- Hedefin
Aşağıdaki listenin tamamını hiçbir değişiklik yapmadan kelimesi kelimesine yeniden yaz.

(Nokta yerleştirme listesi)
*****

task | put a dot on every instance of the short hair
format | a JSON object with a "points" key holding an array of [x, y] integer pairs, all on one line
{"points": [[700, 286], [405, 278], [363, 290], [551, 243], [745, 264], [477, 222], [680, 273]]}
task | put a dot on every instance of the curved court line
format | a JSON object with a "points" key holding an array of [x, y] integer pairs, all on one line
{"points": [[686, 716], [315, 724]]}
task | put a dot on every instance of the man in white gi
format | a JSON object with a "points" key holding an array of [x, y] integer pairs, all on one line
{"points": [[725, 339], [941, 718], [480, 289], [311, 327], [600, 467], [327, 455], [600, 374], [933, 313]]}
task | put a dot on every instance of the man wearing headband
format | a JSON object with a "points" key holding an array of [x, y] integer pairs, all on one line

*****

- Bu göreve yanıt
task | put a dot on every instance of the short hair
format | a JSON object with a "points" key holding an array of [x, y] integer pairs, all on one line
{"points": [[700, 286], [405, 278], [363, 290], [551, 243], [745, 264], [477, 222], [680, 273]]}
task | put a dot on every instance of the curved court line
format | a JSON object with a "points" key holding an array of [x, y] integer pairs, all on one line
{"points": [[686, 716], [315, 724]]}
task | put a dot on every instance of the man in white gi
format | a JSON object with a "points" key holding an array of [x, y] integer pairs, all on one line
{"points": [[725, 339], [941, 718], [480, 289], [311, 327], [600, 467], [327, 455], [600, 374], [933, 313]]}
task | put a dot on every instance of the man wearing headband
format | a JSON object with a "points" key holding an array of [x, y] integer pairs, all on one line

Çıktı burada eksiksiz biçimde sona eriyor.